◆ Stated task ◆
Skip every line before the one containing "Guideline reminder: every wooden", then copy that line and the rest of the entries below exactly, through the last line.

[Excerpts of bounding box data]
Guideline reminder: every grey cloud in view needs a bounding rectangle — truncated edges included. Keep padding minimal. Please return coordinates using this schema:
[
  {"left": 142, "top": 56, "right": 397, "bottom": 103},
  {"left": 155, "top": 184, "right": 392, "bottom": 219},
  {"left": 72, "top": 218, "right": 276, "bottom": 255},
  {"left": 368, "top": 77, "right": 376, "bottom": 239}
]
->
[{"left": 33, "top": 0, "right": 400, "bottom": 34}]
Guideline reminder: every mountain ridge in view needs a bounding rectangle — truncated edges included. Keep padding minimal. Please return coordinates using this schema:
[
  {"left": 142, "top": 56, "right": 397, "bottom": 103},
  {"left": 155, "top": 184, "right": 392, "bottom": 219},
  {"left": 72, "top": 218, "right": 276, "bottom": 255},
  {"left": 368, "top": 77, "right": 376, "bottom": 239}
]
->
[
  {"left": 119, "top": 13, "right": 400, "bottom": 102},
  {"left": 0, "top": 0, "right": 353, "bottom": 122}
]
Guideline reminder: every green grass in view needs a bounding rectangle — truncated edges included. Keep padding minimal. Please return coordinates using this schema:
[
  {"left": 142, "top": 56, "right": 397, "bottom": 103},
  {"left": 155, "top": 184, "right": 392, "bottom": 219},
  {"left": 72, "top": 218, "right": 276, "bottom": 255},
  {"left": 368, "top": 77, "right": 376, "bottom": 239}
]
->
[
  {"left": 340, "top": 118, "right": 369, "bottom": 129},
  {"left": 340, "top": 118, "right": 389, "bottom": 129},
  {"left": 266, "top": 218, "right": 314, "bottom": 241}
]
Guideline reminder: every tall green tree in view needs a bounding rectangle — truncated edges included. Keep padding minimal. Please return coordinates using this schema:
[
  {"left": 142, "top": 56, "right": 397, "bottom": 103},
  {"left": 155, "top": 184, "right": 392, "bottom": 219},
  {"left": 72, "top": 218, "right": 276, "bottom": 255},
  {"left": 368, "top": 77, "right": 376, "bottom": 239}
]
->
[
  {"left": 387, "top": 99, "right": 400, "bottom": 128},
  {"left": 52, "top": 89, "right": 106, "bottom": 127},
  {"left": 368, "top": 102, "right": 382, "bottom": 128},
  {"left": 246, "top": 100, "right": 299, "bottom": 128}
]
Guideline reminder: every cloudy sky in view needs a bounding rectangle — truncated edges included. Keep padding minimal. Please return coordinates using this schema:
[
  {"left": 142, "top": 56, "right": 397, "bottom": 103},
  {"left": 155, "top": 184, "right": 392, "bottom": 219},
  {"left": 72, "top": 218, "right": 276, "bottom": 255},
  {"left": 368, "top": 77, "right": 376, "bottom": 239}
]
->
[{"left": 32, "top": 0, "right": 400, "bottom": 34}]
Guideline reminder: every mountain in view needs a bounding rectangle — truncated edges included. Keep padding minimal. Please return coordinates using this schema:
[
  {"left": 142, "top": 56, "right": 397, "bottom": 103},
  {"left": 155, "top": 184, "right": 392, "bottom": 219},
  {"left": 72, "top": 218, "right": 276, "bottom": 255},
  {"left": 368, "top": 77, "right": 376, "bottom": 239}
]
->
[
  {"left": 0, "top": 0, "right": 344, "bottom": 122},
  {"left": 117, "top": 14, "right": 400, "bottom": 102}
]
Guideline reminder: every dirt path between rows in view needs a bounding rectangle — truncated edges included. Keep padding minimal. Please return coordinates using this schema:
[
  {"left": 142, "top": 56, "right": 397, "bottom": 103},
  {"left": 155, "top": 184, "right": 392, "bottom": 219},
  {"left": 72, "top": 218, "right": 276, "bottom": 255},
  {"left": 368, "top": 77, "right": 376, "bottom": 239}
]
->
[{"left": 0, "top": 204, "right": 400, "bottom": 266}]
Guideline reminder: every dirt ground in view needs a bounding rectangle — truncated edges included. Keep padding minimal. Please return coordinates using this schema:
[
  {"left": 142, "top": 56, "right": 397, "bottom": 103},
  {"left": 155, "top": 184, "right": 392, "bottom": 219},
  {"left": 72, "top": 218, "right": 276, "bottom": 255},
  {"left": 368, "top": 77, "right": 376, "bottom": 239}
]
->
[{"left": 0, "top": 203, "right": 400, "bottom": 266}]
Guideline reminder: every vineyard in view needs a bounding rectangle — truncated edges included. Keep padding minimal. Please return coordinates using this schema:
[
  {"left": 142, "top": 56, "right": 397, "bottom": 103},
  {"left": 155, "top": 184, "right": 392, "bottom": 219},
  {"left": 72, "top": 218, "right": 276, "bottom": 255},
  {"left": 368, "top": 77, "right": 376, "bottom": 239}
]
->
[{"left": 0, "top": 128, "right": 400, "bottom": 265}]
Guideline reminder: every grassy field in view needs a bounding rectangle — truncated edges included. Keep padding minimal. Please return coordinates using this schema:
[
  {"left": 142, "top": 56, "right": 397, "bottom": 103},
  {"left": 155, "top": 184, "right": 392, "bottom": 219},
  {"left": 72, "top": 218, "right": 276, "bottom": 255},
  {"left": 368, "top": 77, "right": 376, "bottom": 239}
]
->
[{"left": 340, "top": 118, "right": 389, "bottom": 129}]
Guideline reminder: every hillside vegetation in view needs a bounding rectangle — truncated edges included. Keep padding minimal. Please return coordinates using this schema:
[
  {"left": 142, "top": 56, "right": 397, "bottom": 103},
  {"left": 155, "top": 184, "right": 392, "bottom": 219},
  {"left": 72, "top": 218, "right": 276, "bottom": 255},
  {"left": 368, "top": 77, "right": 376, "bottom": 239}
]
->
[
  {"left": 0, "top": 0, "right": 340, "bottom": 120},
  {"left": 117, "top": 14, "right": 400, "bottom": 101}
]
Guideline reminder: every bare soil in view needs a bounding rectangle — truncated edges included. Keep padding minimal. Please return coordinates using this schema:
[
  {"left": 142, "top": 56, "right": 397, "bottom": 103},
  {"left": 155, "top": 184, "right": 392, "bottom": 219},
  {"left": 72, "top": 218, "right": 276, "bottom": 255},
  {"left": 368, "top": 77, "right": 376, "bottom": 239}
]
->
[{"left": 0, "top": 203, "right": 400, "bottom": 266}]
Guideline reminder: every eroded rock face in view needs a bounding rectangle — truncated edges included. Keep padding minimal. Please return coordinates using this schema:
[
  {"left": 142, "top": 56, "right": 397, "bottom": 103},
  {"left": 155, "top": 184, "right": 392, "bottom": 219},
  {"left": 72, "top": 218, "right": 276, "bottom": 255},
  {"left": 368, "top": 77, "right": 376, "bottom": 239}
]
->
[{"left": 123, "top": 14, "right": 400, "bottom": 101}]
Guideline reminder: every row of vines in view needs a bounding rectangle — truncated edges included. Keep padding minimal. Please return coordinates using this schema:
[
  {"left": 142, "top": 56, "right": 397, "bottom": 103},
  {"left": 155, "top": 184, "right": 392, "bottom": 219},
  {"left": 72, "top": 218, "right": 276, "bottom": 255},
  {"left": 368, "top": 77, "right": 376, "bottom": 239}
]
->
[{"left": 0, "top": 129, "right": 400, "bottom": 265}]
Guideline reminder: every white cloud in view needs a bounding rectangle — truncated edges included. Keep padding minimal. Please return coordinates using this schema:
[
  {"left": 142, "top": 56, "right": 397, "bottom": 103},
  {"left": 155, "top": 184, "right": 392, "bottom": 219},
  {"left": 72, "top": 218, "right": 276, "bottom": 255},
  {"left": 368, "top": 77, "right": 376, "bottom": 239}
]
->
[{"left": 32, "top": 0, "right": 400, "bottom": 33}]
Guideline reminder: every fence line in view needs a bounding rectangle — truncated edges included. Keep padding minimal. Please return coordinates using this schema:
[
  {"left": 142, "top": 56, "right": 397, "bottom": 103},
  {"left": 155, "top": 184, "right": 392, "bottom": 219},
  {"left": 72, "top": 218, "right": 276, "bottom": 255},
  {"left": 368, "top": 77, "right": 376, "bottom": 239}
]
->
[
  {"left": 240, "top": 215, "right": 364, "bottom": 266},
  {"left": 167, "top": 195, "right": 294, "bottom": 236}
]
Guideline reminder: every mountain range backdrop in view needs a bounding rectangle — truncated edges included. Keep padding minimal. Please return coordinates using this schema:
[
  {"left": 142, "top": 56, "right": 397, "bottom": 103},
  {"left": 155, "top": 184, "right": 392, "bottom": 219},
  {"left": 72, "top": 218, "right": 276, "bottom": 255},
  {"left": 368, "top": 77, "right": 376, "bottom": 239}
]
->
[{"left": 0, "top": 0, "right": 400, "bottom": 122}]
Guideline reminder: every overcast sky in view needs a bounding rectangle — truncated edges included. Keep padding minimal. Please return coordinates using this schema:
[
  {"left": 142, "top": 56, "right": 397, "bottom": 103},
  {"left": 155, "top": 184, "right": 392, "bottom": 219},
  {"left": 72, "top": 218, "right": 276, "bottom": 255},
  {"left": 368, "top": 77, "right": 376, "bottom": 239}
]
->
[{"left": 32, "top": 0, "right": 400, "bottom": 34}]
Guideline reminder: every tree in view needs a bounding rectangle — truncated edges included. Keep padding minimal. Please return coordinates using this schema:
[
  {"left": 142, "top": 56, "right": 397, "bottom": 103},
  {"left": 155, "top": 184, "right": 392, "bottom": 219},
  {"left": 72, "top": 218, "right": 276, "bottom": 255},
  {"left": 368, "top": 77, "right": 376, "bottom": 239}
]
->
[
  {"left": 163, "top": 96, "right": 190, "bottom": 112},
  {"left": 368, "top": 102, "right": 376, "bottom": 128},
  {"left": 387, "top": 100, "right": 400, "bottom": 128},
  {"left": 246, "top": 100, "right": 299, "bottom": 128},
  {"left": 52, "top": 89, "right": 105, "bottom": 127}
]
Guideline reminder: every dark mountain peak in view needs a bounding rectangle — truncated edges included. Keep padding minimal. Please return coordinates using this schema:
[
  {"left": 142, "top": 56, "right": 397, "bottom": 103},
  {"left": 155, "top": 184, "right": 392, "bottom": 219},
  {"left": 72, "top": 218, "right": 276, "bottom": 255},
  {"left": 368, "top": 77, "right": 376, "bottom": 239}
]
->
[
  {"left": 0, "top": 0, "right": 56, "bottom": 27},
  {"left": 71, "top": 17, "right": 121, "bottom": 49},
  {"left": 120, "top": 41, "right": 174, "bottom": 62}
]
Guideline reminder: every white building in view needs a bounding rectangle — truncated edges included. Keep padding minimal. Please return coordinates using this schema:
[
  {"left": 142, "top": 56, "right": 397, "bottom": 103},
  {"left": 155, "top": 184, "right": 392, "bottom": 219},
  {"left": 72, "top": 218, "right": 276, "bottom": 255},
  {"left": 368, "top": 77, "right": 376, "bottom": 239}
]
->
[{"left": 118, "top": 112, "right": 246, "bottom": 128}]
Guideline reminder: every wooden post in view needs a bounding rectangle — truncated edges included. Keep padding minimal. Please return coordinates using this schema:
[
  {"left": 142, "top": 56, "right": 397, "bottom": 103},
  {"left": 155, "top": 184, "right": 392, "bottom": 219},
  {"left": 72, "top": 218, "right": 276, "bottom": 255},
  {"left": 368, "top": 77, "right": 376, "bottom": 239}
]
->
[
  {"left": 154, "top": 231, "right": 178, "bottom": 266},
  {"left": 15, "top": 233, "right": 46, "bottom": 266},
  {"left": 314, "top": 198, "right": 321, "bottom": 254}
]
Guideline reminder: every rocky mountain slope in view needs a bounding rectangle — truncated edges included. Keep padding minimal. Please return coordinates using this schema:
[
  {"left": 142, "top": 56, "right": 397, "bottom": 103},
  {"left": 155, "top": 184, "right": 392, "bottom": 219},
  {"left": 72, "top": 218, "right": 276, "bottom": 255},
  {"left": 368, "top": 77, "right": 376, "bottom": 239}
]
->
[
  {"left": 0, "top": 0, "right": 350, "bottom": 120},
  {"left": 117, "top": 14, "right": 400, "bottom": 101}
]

◆ Finished answer ◆
Guideline reminder: every wooden post in view needs a bounding rectangle — truncated edges included. Keep padding minimal. Please return coordinates using this schema:
[
  {"left": 142, "top": 56, "right": 397, "bottom": 103},
  {"left": 155, "top": 184, "right": 392, "bottom": 219},
  {"left": 72, "top": 218, "right": 276, "bottom": 255},
  {"left": 368, "top": 77, "right": 376, "bottom": 239}
]
->
[
  {"left": 154, "top": 231, "right": 178, "bottom": 266},
  {"left": 15, "top": 233, "right": 46, "bottom": 266},
  {"left": 314, "top": 198, "right": 321, "bottom": 254}
]
Guideline reminder: every rocky mountain slope in view needs a bounding rectangle — truncated edges included. Keep padding minimal. Please return coordinates using this schema:
[
  {"left": 142, "top": 56, "right": 397, "bottom": 103},
  {"left": 155, "top": 184, "right": 392, "bottom": 219},
  {"left": 72, "top": 218, "right": 276, "bottom": 255},
  {"left": 368, "top": 77, "right": 376, "bottom": 239}
]
->
[
  {"left": 0, "top": 0, "right": 350, "bottom": 120},
  {"left": 117, "top": 14, "right": 400, "bottom": 101}
]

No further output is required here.